**Requirement:**
Repeat the listing in full, preserving every character.

**Data extracts:**
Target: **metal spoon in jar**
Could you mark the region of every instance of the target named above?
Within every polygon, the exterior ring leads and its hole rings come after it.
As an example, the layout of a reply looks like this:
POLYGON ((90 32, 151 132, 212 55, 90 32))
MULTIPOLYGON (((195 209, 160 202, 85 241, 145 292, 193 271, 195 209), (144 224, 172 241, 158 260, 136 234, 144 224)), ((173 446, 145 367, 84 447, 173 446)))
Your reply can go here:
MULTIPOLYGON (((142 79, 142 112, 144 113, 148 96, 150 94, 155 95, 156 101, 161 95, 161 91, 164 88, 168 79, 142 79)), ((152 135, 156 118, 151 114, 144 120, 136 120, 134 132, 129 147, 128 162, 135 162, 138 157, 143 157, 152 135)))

**Response to this exercise:**
Target: **metal spoon in jar**
Could you mark the region of every instance of the target named above?
Within every polygon, the exterior ring leads and its hole rings come after it.
As an example, the layout of a reply looks like this:
POLYGON ((90 32, 151 132, 212 55, 90 32))
MULTIPOLYGON (((195 209, 160 202, 85 241, 145 292, 193 271, 195 209), (144 224, 172 241, 158 260, 136 234, 144 224)), ((173 446, 145 367, 84 447, 173 446)))
Your reply can go here:
MULTIPOLYGON (((142 79, 142 112, 144 113, 148 96, 150 94, 155 95, 156 101, 161 95, 161 91, 164 88, 168 79, 142 79)), ((152 135, 156 118, 151 114, 144 120, 136 120, 134 132, 129 147, 128 162, 135 162, 138 157, 143 157, 152 135)))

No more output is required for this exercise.